= ЗАДАНИЕ A =
Перескажите отрывок о полёте над ледником Хелен в двух предложениях.

= ИСХОДНЫЙ ОТРЫВОК =
Все ещё очень сильный южный ветер начинает трепать самолёт уже над Мирным. Справа от нас простирается Земля Королевы Мэри, слева и прямо под нами — море Дейвиса. Оно полно айсбергов и белеющих льдин, оторвавшихся от берега. Между ними темнеют большие участки чистой воды. Видимость хорошая, отчётливо различаешь резко очерченную кривую материкового льда, то сплошную, то рваную.

Летим над ледником Хелен. Он находится чуть восточнее Мирного. Корявые, складчатые, потрескавшиеся айсберги — где сгрудившиеся в одно место, а где разбросанные как попало — образуют внизу чудовищный, невообразимый хаос. Что за силища, что за тяжесть! А место рождения всех этих айсбергов, отчётливо видных с самолёта и похожих на гигантские белые паромы, плавающие по летнему морю, — ледник Хелен, залитый сверху донизу ослепительно ярким солнцем. Почему таким красивым в своей дикости и мощи местам даются женские имена?

= ЗАДАНИЕ B =
Отредактируйте весь листинг, приведённый ниже: перепишите его строки, заменив «instance» на «object» и оставив прочее без изменений, а изображения в ответ не включайте.

= ПРЕДОСТАВЛЕННЫЙ ЛИСТИНГ =
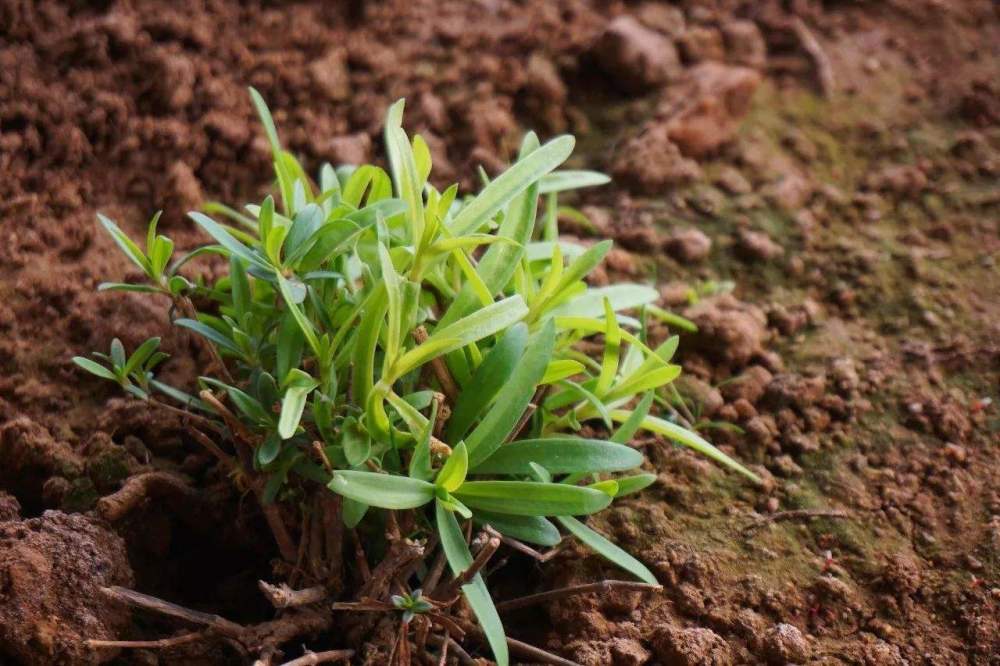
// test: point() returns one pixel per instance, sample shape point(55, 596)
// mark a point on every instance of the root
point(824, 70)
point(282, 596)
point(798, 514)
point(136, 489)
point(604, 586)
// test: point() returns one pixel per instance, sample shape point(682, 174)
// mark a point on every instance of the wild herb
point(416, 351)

= ИТОГОВЫЙ ОТВЕТ A =
Над Мирным сильный южный ветер треплет самолёт, справа видна Земля Королевы Мэри, а слева и внизу лежит море Дейвиса, полное айсбергов и льдин, между которыми темнеют участки чистой воды. Затем самолёт летит над ледником Хелен чуть восточнее Мирного, где внизу громоздятся в хаосе потрескавшиеся айсберги, и этот залитый солнцем ледник и есть место их рождения.

= ИТОГОВЫЙ ОТВЕТ B =
// test: point() returns one pixel per object, sample shape point(55, 596)
// mark a point on every object of the root
point(824, 70)
point(282, 596)
point(798, 514)
point(136, 489)
point(604, 586)
// test: point() returns one pixel per object, sample shape point(682, 174)
// mark a point on every object of the wild herb
point(416, 351)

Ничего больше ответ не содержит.